### What to do
1. List every city and road named in the article about the Birmingham doctor charged with running a pill mill.
2. Rewrite the paragraph beginning "The clinic contributed to the nation's opioid crisis" from the article about the Birmingham doctor charged with running a pill mill as a short bulleted list that keeps its main facts.

### Given text
BEGIN

Birmingham doctor John Kirkpatrick ran a $17million pill mill selling opioids, feds say

Detroit – A Birmingham doctor ran a $17 million pill mill selling prescription opioids for cash to fake patients, federal prosecutors said in an unsealed criminal case Friday.

The indictment accuses Dr. John Kirkpatrick, 83, of running Southfield Medical Services under the guise of a legitimate doctor’s practice, but “the fundamental purpose of the clinic was to dispense illegal prescriptions for opioids.”

The clinic contributed to the nation’s opioid crisis by issuing prescriptions for nearly 575,000 doses of painkillers, including oxycodone and oxymorphone, in a conspiracy that lasted from May 2018 to March 2021, according to the government. Prosecutors said the pills had a conservative market value of $17 million.

Kirkpatrick is scheduled to appear Friday afternoon in federal court in Detroit on charges that carry a mandatory minimum sentence of 10 years in prison. A criminal defense attorney was not identified in court records early Friday.

He is the latest doctor charged in a years-long crackdown on fraud and drug-related crimes committed by doctors and healthcare professionals in the Detroit metro area. Federal prosecutors have charged more than 440 people in connection with crimes since 2009, one of the largest concentrations of criminal cases nationwide.

Kirkpatrick led the alleged plot out of West 12 Mile clinics and along the Northwestern Highway in Southfield with another man, Roland Williams, who recruited fake patients, prosecutors said.

According to the indictment, Kirkpatrick and Williams demanded that patients pay cash for office visits and were charged various amounts depending on the amount, type and dosage of the prescription opioids.

END

### Material shown
BEGIN

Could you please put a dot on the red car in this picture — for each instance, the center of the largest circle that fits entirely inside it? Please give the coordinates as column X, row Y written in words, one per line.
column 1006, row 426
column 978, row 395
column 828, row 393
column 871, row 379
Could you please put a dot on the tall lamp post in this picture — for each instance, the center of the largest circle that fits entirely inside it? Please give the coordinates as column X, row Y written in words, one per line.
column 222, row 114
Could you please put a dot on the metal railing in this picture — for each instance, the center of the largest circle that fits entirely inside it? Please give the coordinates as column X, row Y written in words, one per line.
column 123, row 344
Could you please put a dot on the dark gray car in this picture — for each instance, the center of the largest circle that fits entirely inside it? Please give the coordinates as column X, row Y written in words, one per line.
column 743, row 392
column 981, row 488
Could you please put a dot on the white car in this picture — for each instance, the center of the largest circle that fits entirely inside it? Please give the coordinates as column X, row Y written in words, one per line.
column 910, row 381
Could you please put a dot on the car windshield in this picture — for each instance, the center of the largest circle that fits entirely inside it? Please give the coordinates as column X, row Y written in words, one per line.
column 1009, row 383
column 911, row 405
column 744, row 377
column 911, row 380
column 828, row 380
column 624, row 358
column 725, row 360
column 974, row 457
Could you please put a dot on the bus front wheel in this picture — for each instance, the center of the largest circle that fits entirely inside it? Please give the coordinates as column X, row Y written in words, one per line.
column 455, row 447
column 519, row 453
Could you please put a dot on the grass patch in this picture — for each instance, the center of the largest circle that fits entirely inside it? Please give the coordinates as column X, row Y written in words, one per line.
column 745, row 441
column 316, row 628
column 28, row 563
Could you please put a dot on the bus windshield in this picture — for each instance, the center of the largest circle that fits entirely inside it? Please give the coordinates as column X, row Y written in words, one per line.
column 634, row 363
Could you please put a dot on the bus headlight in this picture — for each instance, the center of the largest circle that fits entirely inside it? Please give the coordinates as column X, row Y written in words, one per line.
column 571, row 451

END

### Exercise responses
1. Birmingham, Detroit, Southfield, West 12 Mile, Northwestern Highway

2.
- The clinic contributed to the nation's opioid crisis, according to the government.
- It issued prescriptions for nearly 575,000 doses of painkillers, including oxycodone and oxymorphone.
- The conspiracy lasted from May 2018 to March 2021.
- Prosecutors put the pills' conservative market value at $17 million.